▸ WORK TO BE COMPLETED
Give back all of the data exactly.

▸ DATA FOR THIS TASK
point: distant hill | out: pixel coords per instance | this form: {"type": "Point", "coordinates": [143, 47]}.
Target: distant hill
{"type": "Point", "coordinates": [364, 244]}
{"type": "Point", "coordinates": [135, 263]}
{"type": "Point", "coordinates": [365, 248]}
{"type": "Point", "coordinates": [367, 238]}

▸ ANSWER BOX
point: distant hill | out: pixel coords per instance | this form: {"type": "Point", "coordinates": [143, 47]}.
Target: distant hill
{"type": "Point", "coordinates": [364, 244]}
{"type": "Point", "coordinates": [135, 263]}
{"type": "Point", "coordinates": [365, 248]}
{"type": "Point", "coordinates": [367, 238]}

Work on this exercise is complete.